• STATED GOAL: Turn every line of the items below into a Markdown table with the columns "Row" and "Text," numbering the rows and leaving out blank lines.

• MATERIAL:

━━━━━━━━━━━━━━━━

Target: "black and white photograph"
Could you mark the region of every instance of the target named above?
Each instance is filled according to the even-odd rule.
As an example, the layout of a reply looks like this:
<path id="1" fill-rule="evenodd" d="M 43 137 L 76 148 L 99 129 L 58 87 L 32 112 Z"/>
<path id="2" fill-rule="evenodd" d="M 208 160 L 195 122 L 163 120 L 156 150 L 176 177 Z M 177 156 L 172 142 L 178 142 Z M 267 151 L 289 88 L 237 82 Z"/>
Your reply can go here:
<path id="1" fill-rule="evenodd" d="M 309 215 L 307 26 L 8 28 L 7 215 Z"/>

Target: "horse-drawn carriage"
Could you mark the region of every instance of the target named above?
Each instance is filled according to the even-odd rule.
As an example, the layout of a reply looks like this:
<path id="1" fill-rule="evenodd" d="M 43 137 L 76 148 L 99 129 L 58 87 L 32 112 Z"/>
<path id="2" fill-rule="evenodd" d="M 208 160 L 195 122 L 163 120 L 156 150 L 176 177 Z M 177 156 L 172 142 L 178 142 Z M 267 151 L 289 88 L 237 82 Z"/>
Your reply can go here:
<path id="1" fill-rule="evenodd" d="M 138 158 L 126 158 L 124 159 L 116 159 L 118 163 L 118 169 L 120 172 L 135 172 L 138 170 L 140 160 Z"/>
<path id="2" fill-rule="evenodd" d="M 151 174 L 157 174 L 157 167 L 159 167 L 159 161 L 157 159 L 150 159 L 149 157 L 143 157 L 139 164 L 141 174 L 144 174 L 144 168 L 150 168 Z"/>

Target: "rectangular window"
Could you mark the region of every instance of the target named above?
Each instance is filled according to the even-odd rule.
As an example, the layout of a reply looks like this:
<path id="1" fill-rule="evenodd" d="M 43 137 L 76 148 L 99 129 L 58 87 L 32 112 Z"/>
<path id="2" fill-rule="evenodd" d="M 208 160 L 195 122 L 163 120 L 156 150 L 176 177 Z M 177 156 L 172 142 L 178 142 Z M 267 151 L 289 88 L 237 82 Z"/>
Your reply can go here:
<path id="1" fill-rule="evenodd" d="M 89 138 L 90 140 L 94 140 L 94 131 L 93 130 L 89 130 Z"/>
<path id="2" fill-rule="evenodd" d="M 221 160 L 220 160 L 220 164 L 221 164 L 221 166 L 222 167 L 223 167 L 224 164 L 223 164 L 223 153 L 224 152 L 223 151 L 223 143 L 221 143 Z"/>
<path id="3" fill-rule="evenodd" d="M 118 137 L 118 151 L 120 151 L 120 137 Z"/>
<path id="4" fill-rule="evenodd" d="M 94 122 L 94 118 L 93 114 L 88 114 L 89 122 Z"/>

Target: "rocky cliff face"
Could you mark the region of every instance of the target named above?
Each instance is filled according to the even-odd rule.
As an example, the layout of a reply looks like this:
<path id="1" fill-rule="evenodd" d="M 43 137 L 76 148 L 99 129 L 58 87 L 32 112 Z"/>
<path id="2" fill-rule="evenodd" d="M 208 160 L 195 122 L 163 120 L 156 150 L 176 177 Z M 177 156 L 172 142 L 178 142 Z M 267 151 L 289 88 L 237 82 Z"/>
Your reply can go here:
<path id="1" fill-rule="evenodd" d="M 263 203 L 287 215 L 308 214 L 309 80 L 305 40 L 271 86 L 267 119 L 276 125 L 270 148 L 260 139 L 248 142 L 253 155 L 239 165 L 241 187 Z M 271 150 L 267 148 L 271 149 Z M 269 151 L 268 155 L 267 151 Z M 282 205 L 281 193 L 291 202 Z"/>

━━━━━━━━━━━━━━━━

• WRITTEN SOLUTION:
| Row | Text |
|---|---|
| 1 | Target: "black and white photograph" |
| 2 | Could you mark the region of every instance of the target named above? |
| 3 | Each instance is filled according to the even-odd rule. |
| 4 | As an example, the layout of a reply looks like this: |
| 5 | <path id="1" fill-rule="evenodd" d="M 43 137 L 76 148 L 99 129 L 58 87 L 32 112 Z"/> |
| 6 | <path id="2" fill-rule="evenodd" d="M 208 160 L 195 122 L 163 120 L 156 150 L 176 177 Z M 177 156 L 172 142 L 178 142 Z M 267 151 L 289 88 L 237 82 Z"/> |
| 7 | Your reply can go here: |
| 8 | <path id="1" fill-rule="evenodd" d="M 309 215 L 307 26 L 8 28 L 7 215 Z"/> |
| 9 | Target: "horse-drawn carriage" |
| 10 | Could you mark the region of every instance of the target named above? |
| 11 | Each instance is filled according to the even-odd rule. |
| 12 | As an example, the layout of a reply looks like this: |
| 13 | <path id="1" fill-rule="evenodd" d="M 43 137 L 76 148 L 99 129 L 58 87 L 32 112 Z"/> |
| 14 | <path id="2" fill-rule="evenodd" d="M 208 160 L 195 122 L 163 120 L 156 150 L 176 177 Z M 177 156 L 172 142 L 178 142 Z M 267 151 L 289 88 L 237 82 Z"/> |
| 15 | Your reply can go here: |
| 16 | <path id="1" fill-rule="evenodd" d="M 138 158 L 126 158 L 124 159 L 116 159 L 118 163 L 118 169 L 120 172 L 135 172 L 138 170 L 140 160 Z"/> |
| 17 | <path id="2" fill-rule="evenodd" d="M 151 174 L 157 174 L 157 167 L 159 167 L 159 161 L 157 159 L 150 159 L 149 157 L 143 157 L 139 164 L 141 174 L 144 174 L 144 168 L 150 168 Z"/> |
| 18 | Target: "rectangular window" |
| 19 | Could you mark the region of every instance of the target named above? |
| 20 | Each instance is filled according to the even-odd rule. |
| 21 | As an example, the layout of a reply looks like this: |
| 22 | <path id="1" fill-rule="evenodd" d="M 43 137 L 76 148 L 99 129 L 58 87 L 32 112 Z"/> |
| 23 | <path id="2" fill-rule="evenodd" d="M 208 160 L 195 122 L 163 120 L 156 150 L 176 177 Z M 177 156 L 172 142 L 178 142 Z M 267 151 L 289 88 L 237 82 Z"/> |
| 24 | Your reply can go here: |
| 25 | <path id="1" fill-rule="evenodd" d="M 89 138 L 90 140 L 94 140 L 94 131 L 93 130 L 89 130 Z"/> |
| 26 | <path id="2" fill-rule="evenodd" d="M 221 160 L 220 160 L 220 164 L 221 164 L 221 166 L 222 167 L 223 167 L 224 164 L 223 164 L 223 153 L 224 152 L 223 151 L 223 143 L 221 143 Z"/> |
| 27 | <path id="3" fill-rule="evenodd" d="M 118 137 L 118 151 L 120 151 L 120 137 Z"/> |
| 28 | <path id="4" fill-rule="evenodd" d="M 94 122 L 94 118 L 93 114 L 88 114 L 89 122 Z"/> |
| 29 | Target: "rocky cliff face" |
| 30 | Could you mark the region of every instance of the target named above? |
| 31 | Each instance is filled according to the even-odd rule. |
| 32 | As an example, the layout of a reply looks like this: |
| 33 | <path id="1" fill-rule="evenodd" d="M 43 137 L 76 148 L 99 129 L 58 87 L 32 112 Z"/> |
| 34 | <path id="2" fill-rule="evenodd" d="M 208 160 L 195 122 L 163 120 L 156 150 L 176 177 Z M 177 156 L 172 142 L 178 142 Z M 267 151 L 289 88 L 237 82 Z"/> |
| 35 | Your reply can go here: |
| 36 | <path id="1" fill-rule="evenodd" d="M 263 203 L 287 215 L 308 214 L 309 80 L 305 40 L 271 86 L 267 119 L 276 125 L 270 148 L 260 139 L 248 142 L 253 155 L 239 165 L 241 187 Z M 271 150 L 267 148 L 271 149 Z M 269 151 L 268 155 L 267 151 Z M 282 205 L 281 193 L 291 202 Z"/> |